PROBLEM DETAILS
Please copy the lines from the one holding "Practice. Locate the truck wheel" through the one holding "[(313, 136)]", inclusive, substituting "Recorded" for each "Reported" and changing nothing else. Return only those lines.

^^^^^^^^

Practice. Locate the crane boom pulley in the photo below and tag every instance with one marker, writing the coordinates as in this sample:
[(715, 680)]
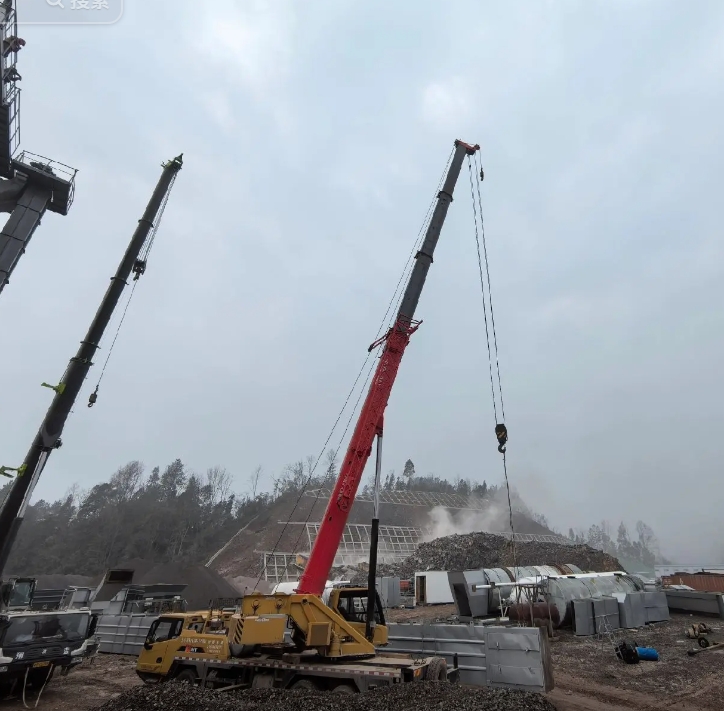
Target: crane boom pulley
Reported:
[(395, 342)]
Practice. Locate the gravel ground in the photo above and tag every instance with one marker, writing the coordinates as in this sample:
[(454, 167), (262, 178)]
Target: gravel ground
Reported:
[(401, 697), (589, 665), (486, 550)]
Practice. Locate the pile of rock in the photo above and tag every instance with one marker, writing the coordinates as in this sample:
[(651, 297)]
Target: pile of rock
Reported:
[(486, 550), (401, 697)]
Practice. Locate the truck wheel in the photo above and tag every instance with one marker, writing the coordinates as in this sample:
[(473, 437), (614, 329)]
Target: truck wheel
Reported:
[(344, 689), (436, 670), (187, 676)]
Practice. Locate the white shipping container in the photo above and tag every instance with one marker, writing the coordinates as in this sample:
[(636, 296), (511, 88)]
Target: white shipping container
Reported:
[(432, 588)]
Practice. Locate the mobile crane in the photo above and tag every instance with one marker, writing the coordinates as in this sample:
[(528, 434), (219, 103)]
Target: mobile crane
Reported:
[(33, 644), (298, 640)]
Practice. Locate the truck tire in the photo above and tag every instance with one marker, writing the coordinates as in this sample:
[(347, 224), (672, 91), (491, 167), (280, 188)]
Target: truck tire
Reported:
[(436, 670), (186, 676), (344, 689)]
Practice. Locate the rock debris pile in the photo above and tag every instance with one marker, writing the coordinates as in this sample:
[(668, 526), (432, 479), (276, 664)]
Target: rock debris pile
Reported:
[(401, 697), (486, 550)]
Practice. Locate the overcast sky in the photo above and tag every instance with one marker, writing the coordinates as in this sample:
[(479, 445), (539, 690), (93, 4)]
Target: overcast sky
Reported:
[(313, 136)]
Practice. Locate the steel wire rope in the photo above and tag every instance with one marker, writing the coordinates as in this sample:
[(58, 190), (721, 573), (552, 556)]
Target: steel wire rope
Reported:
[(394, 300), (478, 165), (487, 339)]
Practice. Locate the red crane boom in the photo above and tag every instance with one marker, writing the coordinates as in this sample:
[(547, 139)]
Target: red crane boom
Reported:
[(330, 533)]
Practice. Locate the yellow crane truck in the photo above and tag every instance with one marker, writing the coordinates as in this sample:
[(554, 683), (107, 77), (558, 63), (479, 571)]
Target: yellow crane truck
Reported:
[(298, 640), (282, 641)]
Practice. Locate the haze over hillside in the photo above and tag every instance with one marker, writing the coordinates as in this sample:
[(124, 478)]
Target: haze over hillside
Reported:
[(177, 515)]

^^^^^^^^

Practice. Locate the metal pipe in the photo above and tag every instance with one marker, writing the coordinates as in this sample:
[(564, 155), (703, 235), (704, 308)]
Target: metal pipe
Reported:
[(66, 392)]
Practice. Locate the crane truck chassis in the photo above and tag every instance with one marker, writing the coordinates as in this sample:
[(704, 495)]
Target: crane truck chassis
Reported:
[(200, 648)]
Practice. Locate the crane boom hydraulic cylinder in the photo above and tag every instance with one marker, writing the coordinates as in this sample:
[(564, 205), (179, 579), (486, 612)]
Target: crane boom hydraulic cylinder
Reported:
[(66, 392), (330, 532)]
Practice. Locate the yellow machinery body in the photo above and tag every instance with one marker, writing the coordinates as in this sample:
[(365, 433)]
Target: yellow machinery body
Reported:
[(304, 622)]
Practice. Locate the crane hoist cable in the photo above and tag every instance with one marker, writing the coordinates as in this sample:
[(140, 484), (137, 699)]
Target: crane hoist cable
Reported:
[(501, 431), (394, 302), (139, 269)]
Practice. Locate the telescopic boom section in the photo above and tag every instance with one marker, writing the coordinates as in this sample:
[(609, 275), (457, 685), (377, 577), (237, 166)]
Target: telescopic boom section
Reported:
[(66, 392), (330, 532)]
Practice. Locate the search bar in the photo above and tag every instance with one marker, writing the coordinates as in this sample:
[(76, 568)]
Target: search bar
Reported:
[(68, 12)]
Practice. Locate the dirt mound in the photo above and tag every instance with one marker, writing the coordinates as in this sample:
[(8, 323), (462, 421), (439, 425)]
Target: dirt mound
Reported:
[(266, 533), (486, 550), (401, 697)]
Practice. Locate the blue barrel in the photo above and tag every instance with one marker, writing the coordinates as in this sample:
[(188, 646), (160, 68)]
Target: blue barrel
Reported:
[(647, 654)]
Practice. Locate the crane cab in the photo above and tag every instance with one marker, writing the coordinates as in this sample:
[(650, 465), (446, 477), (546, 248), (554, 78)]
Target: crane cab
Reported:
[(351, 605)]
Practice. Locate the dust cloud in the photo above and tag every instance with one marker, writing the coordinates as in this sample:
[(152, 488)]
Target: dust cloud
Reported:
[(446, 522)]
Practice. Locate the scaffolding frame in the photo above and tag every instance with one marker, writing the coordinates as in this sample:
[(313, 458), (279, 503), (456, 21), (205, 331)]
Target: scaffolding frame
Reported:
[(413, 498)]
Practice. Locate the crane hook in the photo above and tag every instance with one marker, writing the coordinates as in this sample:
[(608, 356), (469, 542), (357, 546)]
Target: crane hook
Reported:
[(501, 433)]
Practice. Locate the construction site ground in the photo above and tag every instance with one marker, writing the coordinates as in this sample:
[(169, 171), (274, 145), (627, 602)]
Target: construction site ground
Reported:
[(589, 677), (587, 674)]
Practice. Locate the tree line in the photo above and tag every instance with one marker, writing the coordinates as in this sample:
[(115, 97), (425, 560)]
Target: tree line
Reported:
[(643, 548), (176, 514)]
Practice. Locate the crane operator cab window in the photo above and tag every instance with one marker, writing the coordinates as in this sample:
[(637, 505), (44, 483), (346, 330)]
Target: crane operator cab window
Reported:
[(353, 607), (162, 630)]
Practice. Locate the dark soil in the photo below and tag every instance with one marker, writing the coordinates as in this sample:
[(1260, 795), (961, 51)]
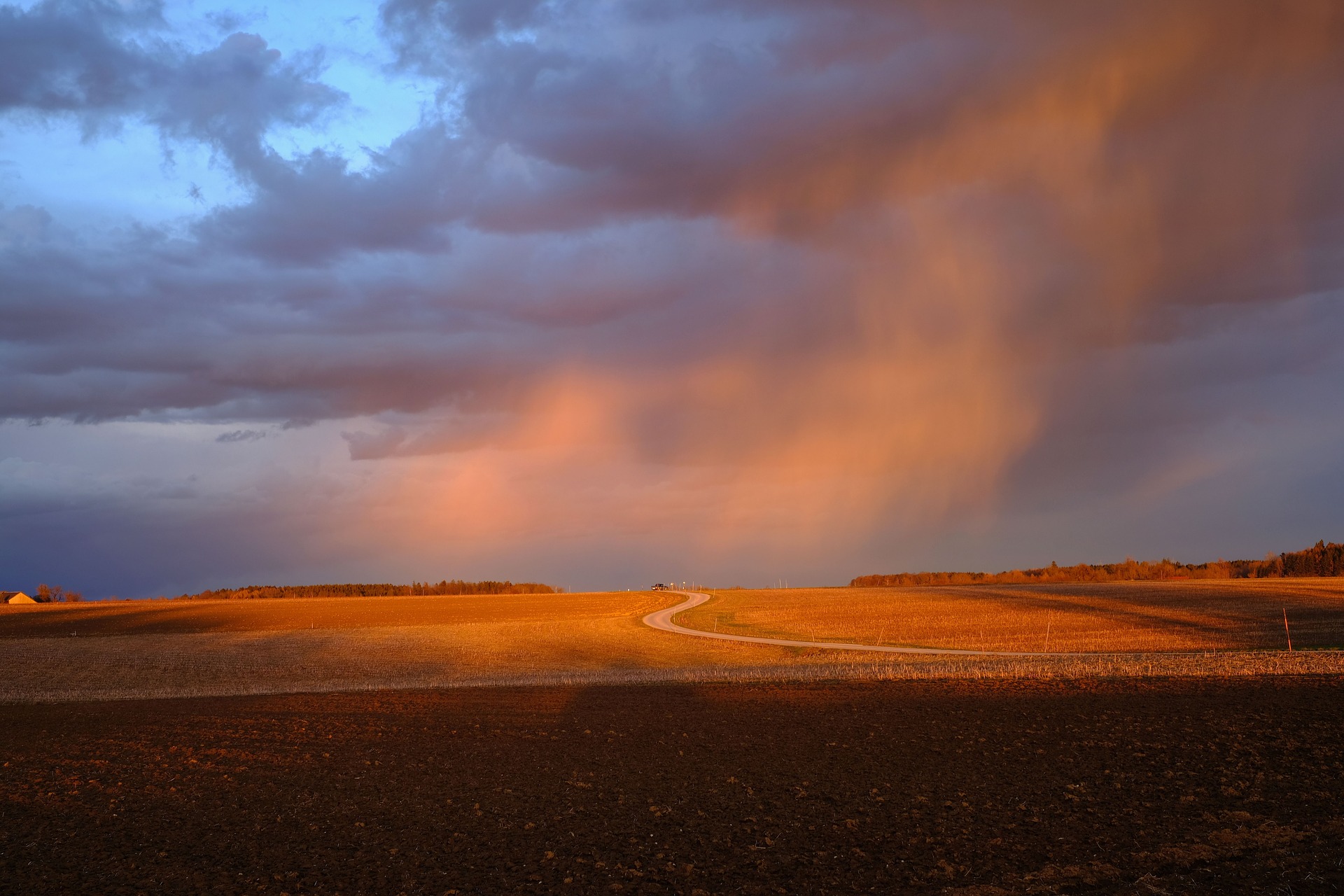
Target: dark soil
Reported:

^^^^^^^^

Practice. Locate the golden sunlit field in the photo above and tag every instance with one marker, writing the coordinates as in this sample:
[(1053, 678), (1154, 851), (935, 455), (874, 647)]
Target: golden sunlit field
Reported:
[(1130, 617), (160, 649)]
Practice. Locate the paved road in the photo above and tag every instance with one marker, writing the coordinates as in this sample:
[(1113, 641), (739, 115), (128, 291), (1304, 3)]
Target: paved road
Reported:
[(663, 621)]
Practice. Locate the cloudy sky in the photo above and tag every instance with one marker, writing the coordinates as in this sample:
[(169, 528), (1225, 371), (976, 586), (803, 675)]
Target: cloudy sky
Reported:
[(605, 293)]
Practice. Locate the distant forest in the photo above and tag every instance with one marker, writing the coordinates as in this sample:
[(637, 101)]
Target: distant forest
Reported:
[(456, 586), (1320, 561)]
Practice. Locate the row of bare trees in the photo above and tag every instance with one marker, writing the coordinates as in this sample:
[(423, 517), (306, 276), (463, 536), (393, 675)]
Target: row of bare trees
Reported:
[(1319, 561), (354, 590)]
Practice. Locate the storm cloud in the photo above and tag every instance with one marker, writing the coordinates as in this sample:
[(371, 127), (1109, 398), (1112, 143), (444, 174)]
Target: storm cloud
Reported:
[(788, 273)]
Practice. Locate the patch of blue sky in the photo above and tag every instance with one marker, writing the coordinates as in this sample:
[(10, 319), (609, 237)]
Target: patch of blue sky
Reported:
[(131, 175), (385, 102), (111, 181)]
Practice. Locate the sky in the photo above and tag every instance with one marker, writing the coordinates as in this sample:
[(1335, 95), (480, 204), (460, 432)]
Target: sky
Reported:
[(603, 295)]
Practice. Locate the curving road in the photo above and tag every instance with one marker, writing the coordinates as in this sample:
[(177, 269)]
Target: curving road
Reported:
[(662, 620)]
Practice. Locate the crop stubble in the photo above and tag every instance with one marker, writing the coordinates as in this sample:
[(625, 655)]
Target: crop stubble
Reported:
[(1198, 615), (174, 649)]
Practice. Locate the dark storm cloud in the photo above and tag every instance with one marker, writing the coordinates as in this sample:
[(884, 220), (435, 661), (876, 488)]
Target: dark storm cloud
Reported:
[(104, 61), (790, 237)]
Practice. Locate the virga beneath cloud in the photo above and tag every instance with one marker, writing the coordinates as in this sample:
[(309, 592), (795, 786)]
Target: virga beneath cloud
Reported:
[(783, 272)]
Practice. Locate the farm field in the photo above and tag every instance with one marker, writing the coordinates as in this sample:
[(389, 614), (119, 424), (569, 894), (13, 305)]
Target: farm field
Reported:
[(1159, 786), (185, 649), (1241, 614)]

^^^^^^^^

TASK RESULT
Practice. Locate the truck wheel in the photo above and tag every instance with one marker, writing the coordinates as in this sample:
[(473, 437), (614, 329)]
Target: truck wheel
Recorded:
[(344, 689), (436, 670), (187, 676)]
Practice. Locate the white shipping container in the photo above and tag every instance with one marker, writing the coordinates as in this sample:
[(636, 296), (511, 88)]
Target: white shipping container
Recorded:
[(432, 588)]
Practice. Locate the mobile crane in the photo above and tag every instance with one marker, writing the coordinates as in this sample:
[(528, 434), (219, 103)]
Target: mobile crane
Recorded:
[(33, 644), (298, 640)]
Practice. Locate the truck tire in the photo above and tag every instance with one marker, writing the coordinates as in this sample:
[(347, 224), (672, 91), (491, 167), (280, 188)]
Target: truck tire
Recorded:
[(436, 670), (186, 676), (344, 689)]
Practice. Locate the rock debris pile in the photo above and tag every instance with one marker, writing the coordinates as in this sample:
[(668, 526), (432, 479), (276, 664)]
Target: rock debris pile
Recorded:
[(401, 697), (486, 550)]
Practice. Locate the overcast sky in the photo above and tag every instance with one marker, writing the coordinates as in this sample:
[(479, 445), (539, 690), (93, 4)]
Target: overcast sky
Recorded:
[(313, 136)]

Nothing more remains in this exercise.